Background: There is a shortage of reference values for cardiovascular risk factors such as serum lipids, glucose and insulin related to biological, social and lifestyle factors for Swedish children and adolescents. Such values are needed for planning and evaluation of public health activities, and for clinical use.
Design and methods: Data for this cross-sectional, school-based study were collected during a school year (September to May). A random sample of 1137 girls and boys aged 9 and 15 years from two locations in central Sweden participated in the study, and blood samples were taken from 969 of them.
Methods: Fasting serum blood samples were analysed for triglycerides, total cholesterol, high-density lipoprotein cholesterol, glucose and insulin. Physical examination included measurement of height, weight and pubertal status. Questionnaires provided family background data. Total physical activity was measured by accelerometer registration.
Results: Serum levels differed significantly between age and gender groups and were correlated to pubertal status. Neither genetic nor socio-economic background nor smoking status influenced the serum levels. Insulin levels were elevated in subjects with a body mass index in the highest decentile, compared with the levels in the rest of the subjects. The insulin levels were inversely associated with total physical activity, and physical activity varied with season.
Conclusions: Pubertal status (biological age) should to be considered in the interpretation of serum values in schoolchildren rather than chronological age. The interpretation of insulin values should include both body mass index and physical activity level, and perhaps also season. Previously described regional differences in serum lipid levels in Swedish adults seem to be present also in children.

## Information given

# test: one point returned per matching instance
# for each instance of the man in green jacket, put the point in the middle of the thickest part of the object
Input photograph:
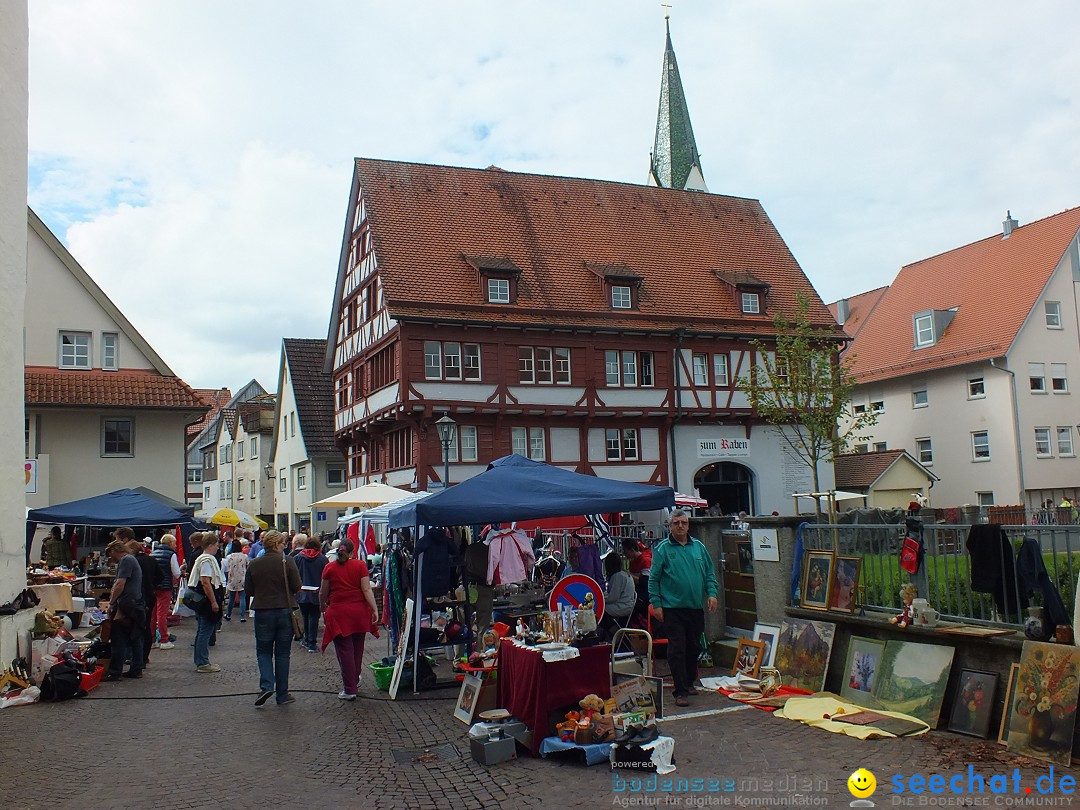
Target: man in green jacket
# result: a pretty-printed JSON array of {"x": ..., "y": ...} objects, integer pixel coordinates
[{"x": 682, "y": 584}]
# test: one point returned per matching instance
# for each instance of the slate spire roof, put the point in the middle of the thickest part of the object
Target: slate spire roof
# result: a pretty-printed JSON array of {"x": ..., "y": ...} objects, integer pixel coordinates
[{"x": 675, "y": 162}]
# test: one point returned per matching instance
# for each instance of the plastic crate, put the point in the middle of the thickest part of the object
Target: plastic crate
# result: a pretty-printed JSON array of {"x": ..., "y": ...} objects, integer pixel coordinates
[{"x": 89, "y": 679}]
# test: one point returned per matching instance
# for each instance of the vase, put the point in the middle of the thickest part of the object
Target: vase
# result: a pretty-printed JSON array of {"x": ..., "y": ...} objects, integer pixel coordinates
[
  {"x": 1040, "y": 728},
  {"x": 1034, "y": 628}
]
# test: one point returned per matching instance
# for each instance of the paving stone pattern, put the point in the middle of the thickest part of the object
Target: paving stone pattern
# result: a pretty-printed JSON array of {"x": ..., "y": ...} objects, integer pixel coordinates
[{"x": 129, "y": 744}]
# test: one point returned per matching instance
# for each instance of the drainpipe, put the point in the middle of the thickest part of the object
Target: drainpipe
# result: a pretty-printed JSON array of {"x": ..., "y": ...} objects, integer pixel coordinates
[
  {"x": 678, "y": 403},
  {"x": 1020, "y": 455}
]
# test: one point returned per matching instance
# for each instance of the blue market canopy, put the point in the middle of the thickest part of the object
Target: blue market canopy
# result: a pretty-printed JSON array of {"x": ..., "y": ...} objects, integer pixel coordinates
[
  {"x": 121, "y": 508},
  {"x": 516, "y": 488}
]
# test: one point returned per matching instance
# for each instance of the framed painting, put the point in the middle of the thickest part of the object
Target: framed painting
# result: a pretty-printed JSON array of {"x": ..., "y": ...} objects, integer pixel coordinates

## Exercise instructions
Copy out the entire abstract above on serum lipids, glucose and insulin in Swedish schoolchildren, word for word, from its "Background" section through its "Conclusions" section.

## Task output
Background: There is a shortage of reference values for cardiovascular risk factors such as serum lipids, glucose and insulin related to biological, social and lifestyle factors for Swedish children and adolescents. Such values are needed for planning and evaluation of public health activities, and for clinical use.
Design and methods: Data for this cross-sectional, school-based study were collected during a school year (September to May). A random sample of 1137 girls and boys aged 9 and 15 years from two locations in central Sweden participated in the study, and blood samples were taken from 969 of them.
Methods: Fasting serum blood samples were analysed for triglycerides, total cholesterol, high-density lipoprotein cholesterol, glucose and insulin. Physical examination included measurement of height, weight and pubertal status. Questionnaires provided family background data. Total physical activity was measured by accelerometer registration.
Results: Serum levels differed significantly between age and gender groups and were correlated to pubertal status. Neither genetic nor socio-economic background nor smoking status influenced the serum levels. Insulin levels were elevated in subjects with a body mass index in the highest decentile, compared with the levels in the rest of the subjects. The insulin levels were inversely associated with total physical activity, and physical activity varied with season.
Conclusions: Pubertal status (biological age) should to be considered in the interpretation of serum values in schoolchildren rather than chronological age. The interpretation of insulin values should include both body mass index and physical activity level, and perhaps also season. Previously described regional differences in serum lipid levels in Swedish adults seem to be present also in children.